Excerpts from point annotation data
• • •

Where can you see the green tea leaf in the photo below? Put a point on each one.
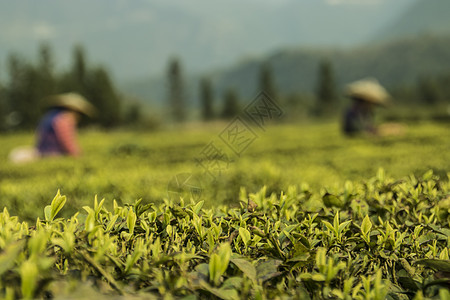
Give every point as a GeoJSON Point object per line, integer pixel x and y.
{"type": "Point", "coordinates": [436, 264]}
{"type": "Point", "coordinates": [245, 235]}
{"type": "Point", "coordinates": [246, 267]}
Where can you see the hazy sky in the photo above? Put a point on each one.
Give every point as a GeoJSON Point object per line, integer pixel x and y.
{"type": "Point", "coordinates": [136, 38]}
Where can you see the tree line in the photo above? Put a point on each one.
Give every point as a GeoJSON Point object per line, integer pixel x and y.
{"type": "Point", "coordinates": [22, 95]}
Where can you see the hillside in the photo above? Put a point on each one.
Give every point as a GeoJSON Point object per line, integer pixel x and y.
{"type": "Point", "coordinates": [424, 16]}
{"type": "Point", "coordinates": [393, 63]}
{"type": "Point", "coordinates": [136, 38]}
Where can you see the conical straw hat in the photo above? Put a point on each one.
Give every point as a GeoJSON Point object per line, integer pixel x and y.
{"type": "Point", "coordinates": [73, 101]}
{"type": "Point", "coordinates": [368, 90]}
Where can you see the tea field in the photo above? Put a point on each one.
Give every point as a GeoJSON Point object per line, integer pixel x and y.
{"type": "Point", "coordinates": [287, 212]}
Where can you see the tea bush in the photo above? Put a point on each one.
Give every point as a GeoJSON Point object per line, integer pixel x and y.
{"type": "Point", "coordinates": [374, 239]}
{"type": "Point", "coordinates": [126, 165]}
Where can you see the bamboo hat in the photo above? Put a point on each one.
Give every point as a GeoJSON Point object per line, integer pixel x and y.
{"type": "Point", "coordinates": [73, 101]}
{"type": "Point", "coordinates": [368, 90]}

• • •

Copy every entry above word for word, omitting the picture.

### The output
Where can you see the green tea leaf in the photo below? Put a point on each one.
Give every point as a GeoJSON Point object per line, integer pixel x and y.
{"type": "Point", "coordinates": [436, 264]}
{"type": "Point", "coordinates": [245, 235]}
{"type": "Point", "coordinates": [246, 267]}
Where can you see the hazy sky in the photo above? Put a point on each one.
Give every point as a GeoJSON Point object per line, integer pixel x and y.
{"type": "Point", "coordinates": [136, 38]}
Where can you see the tree line in the photo above? Put a point on each one.
Give every point as a GeoJSON Point object per line, integer pixel x and y.
{"type": "Point", "coordinates": [22, 95]}
Where can you see the hillside in the photo above? Put a point on each one.
Give every point as a GeoJSON Point object per line, integer pixel x and y.
{"type": "Point", "coordinates": [424, 16]}
{"type": "Point", "coordinates": [393, 63]}
{"type": "Point", "coordinates": [136, 38]}
Where can you see the conical straw hat in the photo above? Put a point on each one.
Give every point as a GeoJSON Point object per line, integer pixel x and y.
{"type": "Point", "coordinates": [73, 101]}
{"type": "Point", "coordinates": [368, 90]}
Where can you see the tea field in the photo above? Put a point on each one.
Give every point as a GeoJSON Point object per line, integer pixel x and y.
{"type": "Point", "coordinates": [287, 212]}
Where can you see the tea bush in the photo above? Put a point on each one.
Give every point as a GeoJSON Point object per line, integer pixel x and y.
{"type": "Point", "coordinates": [374, 239]}
{"type": "Point", "coordinates": [126, 165]}
Where can you see the bamboo hat in the photo above? Put a point on each one.
Give every point as a GeoJSON Point object per line, integer pixel x and y.
{"type": "Point", "coordinates": [73, 101]}
{"type": "Point", "coordinates": [368, 90]}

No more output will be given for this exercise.